GIVEN REQUEST:
Copy each of the entries below word for word, keeping their wording, order, and line breaks unchanged.

─── SUPPLIED ENTRIES

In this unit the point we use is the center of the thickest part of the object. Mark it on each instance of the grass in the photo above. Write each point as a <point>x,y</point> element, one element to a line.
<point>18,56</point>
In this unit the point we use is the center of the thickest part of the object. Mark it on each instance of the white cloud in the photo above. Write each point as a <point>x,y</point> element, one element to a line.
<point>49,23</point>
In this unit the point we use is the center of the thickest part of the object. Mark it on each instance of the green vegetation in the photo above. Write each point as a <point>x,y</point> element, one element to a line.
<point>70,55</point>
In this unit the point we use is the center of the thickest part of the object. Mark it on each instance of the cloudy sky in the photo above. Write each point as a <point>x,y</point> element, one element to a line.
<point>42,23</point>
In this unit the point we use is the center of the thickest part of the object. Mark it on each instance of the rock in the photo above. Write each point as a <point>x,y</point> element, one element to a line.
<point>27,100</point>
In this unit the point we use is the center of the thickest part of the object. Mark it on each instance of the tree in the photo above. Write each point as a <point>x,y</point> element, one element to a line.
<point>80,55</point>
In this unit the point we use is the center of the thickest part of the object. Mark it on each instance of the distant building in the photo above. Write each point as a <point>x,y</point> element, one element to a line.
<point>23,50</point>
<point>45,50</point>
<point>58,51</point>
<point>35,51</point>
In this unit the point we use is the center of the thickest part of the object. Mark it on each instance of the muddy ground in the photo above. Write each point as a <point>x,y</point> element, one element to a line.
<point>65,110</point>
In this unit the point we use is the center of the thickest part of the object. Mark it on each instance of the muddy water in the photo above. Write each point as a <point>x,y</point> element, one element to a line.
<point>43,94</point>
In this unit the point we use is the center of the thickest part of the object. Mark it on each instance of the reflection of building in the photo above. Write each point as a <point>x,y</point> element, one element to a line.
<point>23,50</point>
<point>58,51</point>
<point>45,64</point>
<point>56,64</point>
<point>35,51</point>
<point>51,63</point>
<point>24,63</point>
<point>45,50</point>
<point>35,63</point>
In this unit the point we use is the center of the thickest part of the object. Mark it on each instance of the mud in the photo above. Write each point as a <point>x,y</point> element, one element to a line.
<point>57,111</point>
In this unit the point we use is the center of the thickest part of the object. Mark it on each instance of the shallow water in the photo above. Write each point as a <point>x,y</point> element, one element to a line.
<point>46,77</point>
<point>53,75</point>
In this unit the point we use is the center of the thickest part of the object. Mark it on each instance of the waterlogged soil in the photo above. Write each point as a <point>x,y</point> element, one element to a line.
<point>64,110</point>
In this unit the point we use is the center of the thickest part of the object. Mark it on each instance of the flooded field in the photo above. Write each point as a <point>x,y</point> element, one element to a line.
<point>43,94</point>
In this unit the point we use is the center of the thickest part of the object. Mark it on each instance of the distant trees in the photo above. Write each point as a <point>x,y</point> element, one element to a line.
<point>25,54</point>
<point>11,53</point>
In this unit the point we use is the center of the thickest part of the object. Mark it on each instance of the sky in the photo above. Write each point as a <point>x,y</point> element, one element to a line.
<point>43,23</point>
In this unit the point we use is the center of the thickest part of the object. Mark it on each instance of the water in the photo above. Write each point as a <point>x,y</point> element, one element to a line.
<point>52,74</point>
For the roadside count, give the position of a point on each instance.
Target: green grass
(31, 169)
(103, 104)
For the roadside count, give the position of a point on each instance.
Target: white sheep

──────

RESPONSE FOR THIS EXERCISE:
In this unit the point we use is the center of the thickest part of the object. Mark it on each instance of the grass in the photo above. Write each point as a <point>x,y</point> element, one element to a line.
<point>18,56</point>
In this unit the point we use is the center of the thickest part of the object. Mark it on each instance of the white cloud in the photo above. Write each point as a <point>x,y</point> element, one element to a line.
<point>49,23</point>
In this unit the point we use is the center of the thickest part of the object. Mark it on each instance of the green vegetation in the photo above. Write each point as a <point>x,y</point> element, one element to a line.
<point>70,55</point>
In this unit the point we use is the center of the thickest part of the object. Mark it on each instance of the cloudy sky in the photo above. Write each point as a <point>x,y</point> element, one element to a line.
<point>42,23</point>
In this unit the point we use is the center of the thickest part of the object. Mark it on each instance of the rock in the photo above. Write each point as a <point>x,y</point> element, one element to a line.
<point>27,100</point>
In this unit the point we use is the center of the thickest part of the object. Mark it on each instance of the tree in the photo above. Write each point as a <point>x,y</point> element, one element to a line.
<point>80,55</point>
In this unit the point we use is the center of the thickest part of the object. Mark it on each instance of the distant building in the photo above. Write each point as a <point>x,y</point> element, one element to a line.
<point>23,50</point>
<point>45,50</point>
<point>58,51</point>
<point>35,51</point>
In this unit the point we use is the center of the thickest part of the object. Mark it on each instance of the muddy ground in the photo above. Write each point as a <point>x,y</point> element, one element to a line.
<point>65,110</point>
In this unit the point we use is the center of the thickest part of the object. Mark it on each instance of the muddy water in the photo above. Write each point as a <point>x,y</point> element, one element to a line.
<point>43,94</point>
In this unit the point we use is the center of the thickest part of the object. Mark it on each instance of the reflection of building in the photo above. Write each point as a <point>x,y</point> element, one element to a line.
<point>23,50</point>
<point>58,51</point>
<point>45,64</point>
<point>56,64</point>
<point>35,51</point>
<point>51,63</point>
<point>24,63</point>
<point>45,50</point>
<point>35,63</point>
In this unit the point we use is the center of the thickest part of the object. Mark it on each instance of the mud in the photo above. Write each point as a <point>x,y</point> element, one element to a line.
<point>57,111</point>
In this unit the point we use is the center of the thickest part of the object. Mark it on each instance of the shallow water in the photo above. Write each point as a <point>x,y</point> element, one element to a line.
<point>46,77</point>
<point>53,75</point>
In this unit the point we use is the center of the thickest part of the object. Mark it on each instance of the waterlogged soil in the photo above. Write each point as a <point>x,y</point> element, one element to a line.
<point>64,110</point>
In this unit the point we use is the center of the thickest part of the object. Mark it on each instance of the flooded field in the photo above. Write each point as a <point>x,y</point> element, one element to a line.
<point>43,94</point>
In this unit the point we use is the center of the thickest part of the object. Mark it on each instance of the distant trees in the photo above. Write each point as a <point>x,y</point> element, one element to a line.
<point>25,54</point>
<point>11,53</point>
In this unit the point we use is the center of the thickest part of the object. Mark it on each instance of the sky in the photo above. Write each point as a <point>x,y</point> element, one element to a line.
<point>43,23</point>
In this unit the point we use is the center of the thickest part of the object. Mark it on each instance of the water in the photo above. Write each point as a <point>x,y</point> element, one element to a line.
<point>52,74</point>
For the roadside count, give the position of a point on each instance.
Target: green grass
(31, 169)
(103, 104)
For the roadside count, give the position of a point on each instance.
Target: white sheep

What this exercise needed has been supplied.